- [SET PROBLEM]
Return the records word for word. Any pictures in them are not part of the copy.

[Items listed in a dataset]
%%
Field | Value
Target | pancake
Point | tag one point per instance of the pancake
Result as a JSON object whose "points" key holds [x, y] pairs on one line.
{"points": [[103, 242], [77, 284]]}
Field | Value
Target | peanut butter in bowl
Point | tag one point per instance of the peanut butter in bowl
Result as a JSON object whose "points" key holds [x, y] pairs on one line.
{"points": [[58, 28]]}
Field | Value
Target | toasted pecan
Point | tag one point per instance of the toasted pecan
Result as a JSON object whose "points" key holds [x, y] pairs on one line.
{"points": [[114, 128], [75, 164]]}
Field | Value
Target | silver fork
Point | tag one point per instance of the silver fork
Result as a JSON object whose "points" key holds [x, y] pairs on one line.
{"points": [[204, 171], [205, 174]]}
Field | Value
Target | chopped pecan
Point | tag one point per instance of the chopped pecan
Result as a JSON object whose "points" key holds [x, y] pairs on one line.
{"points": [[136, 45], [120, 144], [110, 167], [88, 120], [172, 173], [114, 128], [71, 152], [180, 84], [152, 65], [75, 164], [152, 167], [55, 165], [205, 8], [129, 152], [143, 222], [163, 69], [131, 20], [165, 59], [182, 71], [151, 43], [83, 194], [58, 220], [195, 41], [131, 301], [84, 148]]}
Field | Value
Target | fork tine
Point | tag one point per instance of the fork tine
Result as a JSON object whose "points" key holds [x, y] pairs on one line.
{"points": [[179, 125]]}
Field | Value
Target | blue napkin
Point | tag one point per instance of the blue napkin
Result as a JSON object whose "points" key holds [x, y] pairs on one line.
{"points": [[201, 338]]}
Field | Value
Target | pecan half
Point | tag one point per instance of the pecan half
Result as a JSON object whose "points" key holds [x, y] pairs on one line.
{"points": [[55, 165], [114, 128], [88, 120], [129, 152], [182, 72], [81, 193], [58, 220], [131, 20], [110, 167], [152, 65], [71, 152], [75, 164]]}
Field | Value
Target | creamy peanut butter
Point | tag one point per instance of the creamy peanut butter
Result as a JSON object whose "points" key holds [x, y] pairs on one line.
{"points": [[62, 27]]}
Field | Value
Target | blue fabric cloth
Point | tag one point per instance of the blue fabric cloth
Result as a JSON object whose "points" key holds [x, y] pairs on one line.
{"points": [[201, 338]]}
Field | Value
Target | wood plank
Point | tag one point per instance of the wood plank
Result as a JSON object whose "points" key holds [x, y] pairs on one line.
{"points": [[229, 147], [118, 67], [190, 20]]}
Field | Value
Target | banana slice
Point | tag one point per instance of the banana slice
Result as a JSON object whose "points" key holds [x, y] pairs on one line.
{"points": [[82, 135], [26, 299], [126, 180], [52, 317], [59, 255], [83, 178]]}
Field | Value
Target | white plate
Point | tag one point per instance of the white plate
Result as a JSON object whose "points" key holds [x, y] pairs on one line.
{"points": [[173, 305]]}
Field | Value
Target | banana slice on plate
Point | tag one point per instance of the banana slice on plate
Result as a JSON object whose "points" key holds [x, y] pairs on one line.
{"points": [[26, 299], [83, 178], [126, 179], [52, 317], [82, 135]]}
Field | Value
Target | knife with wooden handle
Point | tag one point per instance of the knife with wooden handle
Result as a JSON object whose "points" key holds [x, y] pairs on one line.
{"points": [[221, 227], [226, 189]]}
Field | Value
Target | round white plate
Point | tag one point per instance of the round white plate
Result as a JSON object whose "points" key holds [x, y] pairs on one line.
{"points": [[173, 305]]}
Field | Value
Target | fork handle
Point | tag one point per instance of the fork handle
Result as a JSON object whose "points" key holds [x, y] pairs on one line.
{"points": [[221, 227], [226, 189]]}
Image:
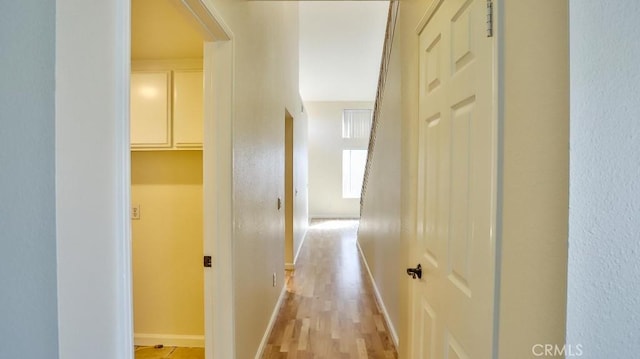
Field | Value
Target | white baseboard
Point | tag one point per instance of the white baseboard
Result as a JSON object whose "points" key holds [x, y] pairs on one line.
{"points": [[385, 313], [334, 216], [169, 340], [272, 322]]}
%%
- [ANSWER]
Field | Value
Target | pancake
Point | tag one point per instance of the pancake
Result as a JSON object whose "points" key holds [x, y] pairs on one line.
{"points": [[103, 242], [77, 284]]}
Field | Value
Target | peanut butter in bowl
Point | tag one point per instance of the peanut butter in bowl
Result as a JSON object whose "points" key holds [x, y] pairs on one line.
{"points": [[58, 28]]}
Field | Value
Target | toasted pecan
Point | tag one point per instance of the toasted pecan
Result as a JSON object whose "points" key holds [x, y] pairs on one line.
{"points": [[114, 128], [75, 164]]}
Field | Value
Target | silver fork
Point | tag one point per instance of the silver fork
Result as a JSON object whose "points" key holds [x, y] pairs on one line.
{"points": [[204, 171], [205, 174]]}
Field | Value
Target | chopped pecan
Point | tag one point per instance of the chopped pecan
Result as a JSON object whose "points" key holds [x, y] pairs on one line.
{"points": [[136, 45], [120, 144], [110, 167], [88, 120], [172, 173], [114, 128], [71, 152], [180, 84], [152, 65], [75, 164], [152, 167], [55, 165], [205, 8], [129, 152], [143, 222], [163, 69], [131, 20], [165, 59], [182, 71], [151, 43], [83, 194], [58, 220], [195, 41], [131, 301], [84, 148]]}
Field | Value
Target | fork tine
Point | tag one point per instance of the fork tine
Result as a JSON object whose "points" key holds [x, y] pairs on one line.
{"points": [[179, 125]]}
Field | Value
Target | blue napkin
Point | tag one point per instance of the blue napkin
Result as a JSON object whose "points" key holds [x, y] pairs on one line.
{"points": [[201, 338]]}
Field | Value
Target | pecan half
Point | tag one point per instance of the pecan half
Result as a JSON object whose "points" key holds [x, y] pairs on one line.
{"points": [[55, 165], [114, 128], [88, 120], [129, 152], [182, 72], [81, 193], [58, 220], [131, 20], [110, 167], [152, 65], [71, 152], [75, 164]]}
Field | Value
Target | creamy peanut butter
Point | tag one point per instance of the creamy peanut butter
Result as a JSON object whose "points" key holds [x, y] pairs on one line.
{"points": [[62, 27]]}
Field | Value
Target | blue fabric cloth
Point | tag one point per instance of the blue fabric cloth
Result as a JSON object whose "points" key holds [x, y] pairs on one line.
{"points": [[201, 338]]}
Field | Value
Target | wood plank
Point | tag one point per instance of the wood plank
Result as a JSON object whose "points" key holds [x, y] pairs on one line.
{"points": [[229, 147], [118, 67], [190, 20]]}
Field | Value
Target | banana slice
Point | tag one point per instance of the banana slice
Result as a JSON object whose "points" key holds [x, y] pairs on one line.
{"points": [[82, 135], [26, 299], [126, 180], [52, 317], [59, 255], [83, 178]]}
Field | Value
Target | white plate
Point | tag one point per instance of the white plate
Result as a JSON object whose "points" key holds [x, y] pairs on one line.
{"points": [[173, 305]]}
Field | Value
Target | banana slice on plate
Point | tag one point per instance of the banana slice on plate
Result as a JSON object whose "points" key holds [x, y] pairs on one line.
{"points": [[26, 299], [83, 178], [126, 179], [52, 317], [82, 135]]}
Field | Value
Target | knife with wooden handle
Point | tag one point per instance of the knife with wooden handle
Result as a JSON object whose "points" key holds [x, y] pairs on one line.
{"points": [[221, 227], [226, 189]]}
Field | Value
Target | round white plate
Point | tag one point per instance of the round white plate
Result as a JSON object whose "points" key holds [x, y] pairs on one line.
{"points": [[173, 305]]}
Field | Value
Target | fork handle
Point | tag one point per instance of the fork handle
Result as a JSON object whose "points" key holds [x, y] pairs on one line.
{"points": [[221, 227], [226, 189]]}
Image:
Field | Value
Target | white baseboard
Point | tag one point per instance of the white baseboard
Result as a JSON object whose "points" key holds [x, y] pairs on one line.
{"points": [[385, 313], [334, 216], [169, 340], [272, 322]]}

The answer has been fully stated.